*WORK TO COMPLETE*.
Give back exactly the lines from the one that includes "Where can you see the hanging" to the last line below, both included, and no further lines.

-- Opening Marker --

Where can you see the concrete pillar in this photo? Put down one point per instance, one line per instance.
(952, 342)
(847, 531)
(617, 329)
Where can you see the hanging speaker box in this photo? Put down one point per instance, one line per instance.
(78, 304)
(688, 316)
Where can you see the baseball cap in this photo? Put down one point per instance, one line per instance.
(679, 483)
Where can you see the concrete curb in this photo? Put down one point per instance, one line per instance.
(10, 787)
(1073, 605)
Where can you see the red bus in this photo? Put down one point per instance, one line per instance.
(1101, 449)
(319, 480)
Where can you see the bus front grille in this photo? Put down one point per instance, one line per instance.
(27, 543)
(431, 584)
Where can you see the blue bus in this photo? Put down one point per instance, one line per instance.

-- Closing Marker --

*ANSWER TO THE EXERCISE*.
Where can you see the hanging speaker box in this photo? Put down one point per instance, one line per instance.
(78, 304)
(688, 316)
Where can you see the baseball cap in this photo? Put down one point per instance, one line per instance.
(679, 483)
Where can you see the concrete curb in this photo? Put down one point per instance, one line per instance.
(10, 787)
(1073, 605)
Where can you see the red bus in this photo? Put down one point per instance, one line per instance.
(1101, 449)
(319, 480)
Where can you see the bus front grille in this photo? Put down one point per instance, one line per instance.
(27, 543)
(431, 584)
Where can you see the blue bus in this photo? Put down one point per instance, one line per instance.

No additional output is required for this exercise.